> Excerpts from a dataset
= Beginning of Section =
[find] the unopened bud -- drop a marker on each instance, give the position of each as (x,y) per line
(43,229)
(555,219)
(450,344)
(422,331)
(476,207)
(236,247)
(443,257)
= End of Section =
> Description of the task
Repeat every record above. Each one must match exactly.

> Result for this task
[find] the unopened bud -- drop a marker on each instance, give the position of each as (x,y) per line
(43,229)
(555,219)
(450,344)
(422,331)
(476,207)
(236,247)
(443,257)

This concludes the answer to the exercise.